Copy each line of the records below character for character, with nothing added or left out.
== Task inputs ==
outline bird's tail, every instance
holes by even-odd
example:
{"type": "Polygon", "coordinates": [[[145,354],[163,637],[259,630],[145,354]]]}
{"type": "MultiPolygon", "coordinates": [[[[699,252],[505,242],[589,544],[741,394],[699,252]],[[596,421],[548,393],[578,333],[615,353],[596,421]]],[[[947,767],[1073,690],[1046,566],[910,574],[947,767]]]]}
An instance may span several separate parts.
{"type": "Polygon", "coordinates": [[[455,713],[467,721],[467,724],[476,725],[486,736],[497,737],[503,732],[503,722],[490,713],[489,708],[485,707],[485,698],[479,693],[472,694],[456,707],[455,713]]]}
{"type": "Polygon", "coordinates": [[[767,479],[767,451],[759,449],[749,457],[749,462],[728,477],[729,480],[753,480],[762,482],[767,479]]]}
===
_The result:_
outline bird's tail, every instance
holes by even-odd
example:
{"type": "Polygon", "coordinates": [[[145,354],[163,637],[259,630],[145,354]]]}
{"type": "MultiPolygon", "coordinates": [[[[699,252],[505,242],[589,544],[741,394],[699,252]],[[596,421],[548,393],[578,333],[615,353],[596,421]]],[[[947,767],[1073,690],[1046,566],[910,574],[947,767]]]]}
An instance may span several separate parts.
{"type": "Polygon", "coordinates": [[[455,713],[467,721],[467,724],[476,725],[486,736],[497,737],[503,732],[503,722],[490,713],[489,708],[485,707],[485,698],[479,693],[472,694],[456,707],[455,713]]]}
{"type": "Polygon", "coordinates": [[[767,479],[767,451],[759,449],[749,457],[749,462],[728,477],[729,480],[753,480],[762,482],[767,479]]]}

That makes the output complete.